WORK TO BE COMPLETED: Can you rewrite everything from the line containing "Where can you see the leafy" down to the line containing "point(22, 52)", with "Target" replaced by "Label" and nothing else changed?

* begin MATERIAL FOR THE TASK *

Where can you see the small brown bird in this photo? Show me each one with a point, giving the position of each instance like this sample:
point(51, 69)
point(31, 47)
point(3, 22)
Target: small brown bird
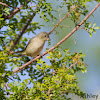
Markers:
point(35, 45)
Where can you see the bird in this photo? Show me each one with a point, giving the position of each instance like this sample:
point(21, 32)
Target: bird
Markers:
point(35, 45)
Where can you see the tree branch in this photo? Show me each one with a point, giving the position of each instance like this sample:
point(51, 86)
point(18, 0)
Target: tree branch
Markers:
point(6, 5)
point(66, 37)
point(71, 66)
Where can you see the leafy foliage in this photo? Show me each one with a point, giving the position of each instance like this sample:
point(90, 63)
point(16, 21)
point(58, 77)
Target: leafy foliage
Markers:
point(52, 80)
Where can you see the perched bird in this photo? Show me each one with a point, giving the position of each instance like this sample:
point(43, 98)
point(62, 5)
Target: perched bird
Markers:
point(35, 45)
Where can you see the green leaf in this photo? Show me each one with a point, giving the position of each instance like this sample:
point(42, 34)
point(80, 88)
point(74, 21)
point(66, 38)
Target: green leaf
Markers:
point(97, 27)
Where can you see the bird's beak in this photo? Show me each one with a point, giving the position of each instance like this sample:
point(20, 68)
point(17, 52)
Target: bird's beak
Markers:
point(48, 38)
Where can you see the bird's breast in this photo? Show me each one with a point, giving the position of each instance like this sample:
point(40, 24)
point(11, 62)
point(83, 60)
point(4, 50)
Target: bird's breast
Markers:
point(35, 47)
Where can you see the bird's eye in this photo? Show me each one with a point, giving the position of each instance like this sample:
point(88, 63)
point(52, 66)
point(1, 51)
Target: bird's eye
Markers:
point(45, 36)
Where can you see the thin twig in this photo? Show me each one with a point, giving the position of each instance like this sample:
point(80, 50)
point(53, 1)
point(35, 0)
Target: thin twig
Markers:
point(6, 5)
point(66, 37)
point(71, 66)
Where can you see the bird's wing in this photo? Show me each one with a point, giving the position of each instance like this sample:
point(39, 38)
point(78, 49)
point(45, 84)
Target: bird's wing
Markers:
point(29, 42)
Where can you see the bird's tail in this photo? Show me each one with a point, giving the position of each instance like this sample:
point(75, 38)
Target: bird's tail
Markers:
point(22, 52)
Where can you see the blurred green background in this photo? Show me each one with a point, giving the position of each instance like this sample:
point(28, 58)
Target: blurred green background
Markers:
point(80, 41)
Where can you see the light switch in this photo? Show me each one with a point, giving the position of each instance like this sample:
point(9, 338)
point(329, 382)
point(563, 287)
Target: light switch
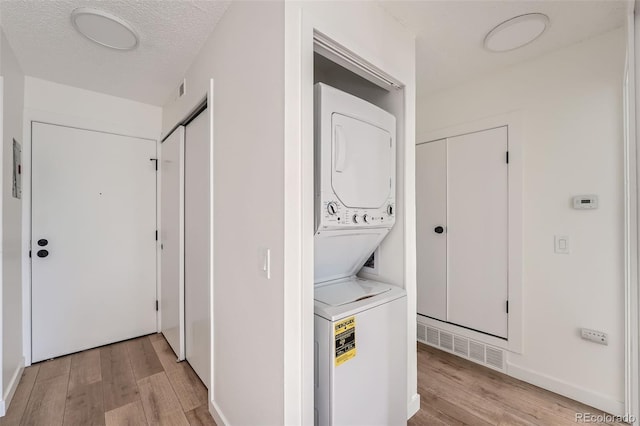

* end MATERIAL FOR THE TASK *

ANSWER:
Where can you see the leafy foliage in this photo? Show me each one with a point, giving the position of each instance like this sample:
point(90, 63)
point(16, 21)
point(58, 77)
Label: leafy foliage
Markers:
point(52, 80)
Where can you see the perched bird in this photo? Show me each one with a point, giving the position of each instance like this sample:
point(43, 98)
point(62, 5)
Label: perched bird
Markers:
point(35, 45)
Where can you see the green leaf in this photo? Show me each one with a point, giving the position of each instance like this sample:
point(42, 34)
point(80, 88)
point(74, 21)
point(66, 38)
Label: green leaf
Markers:
point(97, 27)
Where can you see the bird's beak in this photo? Show me each one with a point, giving the position of each instance like this sample:
point(20, 68)
point(17, 52)
Label: bird's beak
Markers:
point(48, 38)
Where can you see the bird's breast in this photo? Show me each one with a point, giving the position of each instance like this sample:
point(40, 24)
point(11, 62)
point(83, 60)
point(4, 50)
Label: bird's breast
Markers:
point(35, 47)
Where can you see the bird's eye in this photo? Show me each one with a point, giving the position of each instance like this sample:
point(88, 63)
point(52, 66)
point(1, 51)
Label: bird's eye
Markers:
point(45, 36)
Where can you see the thin twig in this photo? Show me each one with a point, giving the position of each instance like this sample:
point(80, 50)
point(53, 1)
point(35, 0)
Label: thin twig
Markers:
point(6, 5)
point(66, 37)
point(71, 66)
Where can you see the bird's wing in this photo? Show me each one with a point, giving the position of each instance like this sample:
point(39, 38)
point(78, 49)
point(45, 84)
Label: bird's wing
Markers:
point(29, 42)
Where can you see the bird's tail in this photo? Show me each one with a point, giving the position of each instance like this sample:
point(75, 38)
Label: bird's tail
Markers:
point(22, 52)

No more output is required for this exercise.